--- START OF Document excerpt ---
The country’s commercial beef herd has been reduced from some 2 500 000 at its peak to an estimated 150 000 as a result of the chaotic and violent land invasions and the wholesale slaughter of animals.


Prior to the land invasions, the Mwenezi area earned valuable foreign currency from the game ranches that had been built up with dedication and at great expense over many years.


The district is experiencing a serious drought and Cawood, who is one of the few farmers left, is keeping water troughs full for the approximately 1 200 eland, 800 giraffe and 600 zebra which rely on him for their survival.


The ranch has no surface water and exists solely on boreholes up to 150 metres deep which pump water from the ancient Karoo sands system in the sub base.  Over 40km of pipelines reticulate the water to stations throughout the ranch.


In 2001 the ranch was invaded and, within a few months it had been turned into a desert by the settlers who had no knowledge of farming and no technical skills.   


Eventually they moved off and Cawood worked around the clock with his team of 75 farm workers to re-erect fences and rehabilitate the entire ranch.
--- END OF Document excerpt ---
• **Given instruction 1**: Pick out each line of the records that contains the string "foreground", with case counting, and copy those lines.
--- START OF Provided data ---
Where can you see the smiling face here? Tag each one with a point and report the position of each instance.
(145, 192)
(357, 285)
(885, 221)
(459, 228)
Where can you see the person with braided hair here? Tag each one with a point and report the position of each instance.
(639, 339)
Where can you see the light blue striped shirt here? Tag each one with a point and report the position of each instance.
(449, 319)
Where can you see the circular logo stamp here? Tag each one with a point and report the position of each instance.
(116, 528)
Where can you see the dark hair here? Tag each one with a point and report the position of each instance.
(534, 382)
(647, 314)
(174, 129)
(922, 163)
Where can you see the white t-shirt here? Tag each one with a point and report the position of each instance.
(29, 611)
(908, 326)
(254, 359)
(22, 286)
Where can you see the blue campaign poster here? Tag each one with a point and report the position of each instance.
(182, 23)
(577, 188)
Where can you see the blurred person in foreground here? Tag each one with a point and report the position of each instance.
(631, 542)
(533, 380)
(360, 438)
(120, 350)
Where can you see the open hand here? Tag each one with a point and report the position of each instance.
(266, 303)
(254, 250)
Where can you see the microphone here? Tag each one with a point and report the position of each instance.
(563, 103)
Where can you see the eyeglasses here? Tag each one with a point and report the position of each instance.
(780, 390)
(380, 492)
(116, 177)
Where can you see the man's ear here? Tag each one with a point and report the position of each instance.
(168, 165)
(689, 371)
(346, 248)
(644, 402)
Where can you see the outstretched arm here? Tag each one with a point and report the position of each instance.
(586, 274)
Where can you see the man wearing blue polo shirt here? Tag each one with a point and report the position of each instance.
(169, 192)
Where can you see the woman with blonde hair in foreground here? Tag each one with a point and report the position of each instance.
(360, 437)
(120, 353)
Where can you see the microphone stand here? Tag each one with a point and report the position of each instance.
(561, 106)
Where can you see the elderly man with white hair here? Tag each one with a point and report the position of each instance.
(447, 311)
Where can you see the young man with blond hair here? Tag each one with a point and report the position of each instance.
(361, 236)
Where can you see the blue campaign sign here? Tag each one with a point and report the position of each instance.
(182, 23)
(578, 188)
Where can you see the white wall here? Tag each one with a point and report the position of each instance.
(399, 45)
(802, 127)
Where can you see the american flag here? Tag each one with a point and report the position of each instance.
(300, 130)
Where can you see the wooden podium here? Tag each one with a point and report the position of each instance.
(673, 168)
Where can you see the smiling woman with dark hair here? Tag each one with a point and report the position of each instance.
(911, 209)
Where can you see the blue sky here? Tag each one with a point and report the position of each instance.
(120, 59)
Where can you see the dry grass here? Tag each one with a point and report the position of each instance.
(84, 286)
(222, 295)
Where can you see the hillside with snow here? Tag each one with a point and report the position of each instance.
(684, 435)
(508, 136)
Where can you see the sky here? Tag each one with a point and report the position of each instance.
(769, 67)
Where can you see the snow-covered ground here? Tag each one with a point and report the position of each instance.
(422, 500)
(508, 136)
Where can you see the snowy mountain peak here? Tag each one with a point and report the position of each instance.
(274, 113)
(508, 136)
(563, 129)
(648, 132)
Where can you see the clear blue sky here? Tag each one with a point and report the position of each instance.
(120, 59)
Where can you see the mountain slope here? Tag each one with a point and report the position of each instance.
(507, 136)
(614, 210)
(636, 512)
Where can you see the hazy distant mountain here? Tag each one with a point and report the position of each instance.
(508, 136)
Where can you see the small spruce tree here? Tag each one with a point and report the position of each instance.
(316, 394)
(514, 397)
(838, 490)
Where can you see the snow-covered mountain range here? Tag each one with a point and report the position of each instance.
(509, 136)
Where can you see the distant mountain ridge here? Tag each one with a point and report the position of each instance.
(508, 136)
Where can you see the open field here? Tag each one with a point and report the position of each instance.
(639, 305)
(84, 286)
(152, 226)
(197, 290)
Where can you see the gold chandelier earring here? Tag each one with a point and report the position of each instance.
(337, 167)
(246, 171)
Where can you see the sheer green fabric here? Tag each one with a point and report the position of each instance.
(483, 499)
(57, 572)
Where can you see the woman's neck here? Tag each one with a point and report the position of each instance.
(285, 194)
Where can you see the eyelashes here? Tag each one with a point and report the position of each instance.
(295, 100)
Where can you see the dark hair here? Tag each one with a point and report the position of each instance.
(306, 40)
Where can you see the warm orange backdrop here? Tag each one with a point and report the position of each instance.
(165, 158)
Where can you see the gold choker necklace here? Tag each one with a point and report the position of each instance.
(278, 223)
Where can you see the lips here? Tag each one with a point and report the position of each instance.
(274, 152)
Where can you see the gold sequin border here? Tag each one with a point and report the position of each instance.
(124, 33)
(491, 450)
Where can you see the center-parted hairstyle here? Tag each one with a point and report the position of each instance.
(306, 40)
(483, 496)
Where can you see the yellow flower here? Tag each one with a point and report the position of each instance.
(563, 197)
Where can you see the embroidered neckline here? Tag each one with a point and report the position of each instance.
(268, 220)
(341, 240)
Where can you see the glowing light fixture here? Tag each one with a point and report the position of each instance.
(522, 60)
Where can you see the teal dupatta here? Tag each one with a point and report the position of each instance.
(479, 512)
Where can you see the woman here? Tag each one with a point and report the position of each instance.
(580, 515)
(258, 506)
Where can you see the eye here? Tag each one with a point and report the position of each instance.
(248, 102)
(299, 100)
--- END OF Provided data ---
• **Given instruction 2**: Please print the ranch passage word for word, starting at the words "The district is" and stopping after "the entire ranch.".

• **Complete output 1**:
Where can you see the blurred person in foreground here? Tag each one with a point and report the position of each instance.
Where can you see the woman with blonde hair in foreground here? Tag each one with a point and report the position of each instance.

• **Complete output 2**:
The district is experiencing a serious drought and Cawood, who is one of the few farmers left, is keeping water troughs full for the approximately 1 200 eland, 800 giraffe and 600 zebra which rely on him for their survival.


The ranch has no surface water and exists solely on boreholes up to 150 metres deep which pump water from the ancient Karoo sands system in the sub base.  Over 40km of pipelines reticulate the water to stations throughout the ranch.


In 2001 the ranch was invaded and, within a few months it had been turned into a desert by the settlers who had no knowledge of farming and no technical skills.   


Eventually they moved off and Cawood worked around the clock with his team of 75 farm workers to re-erect fences and rehabilitate the entire ranch.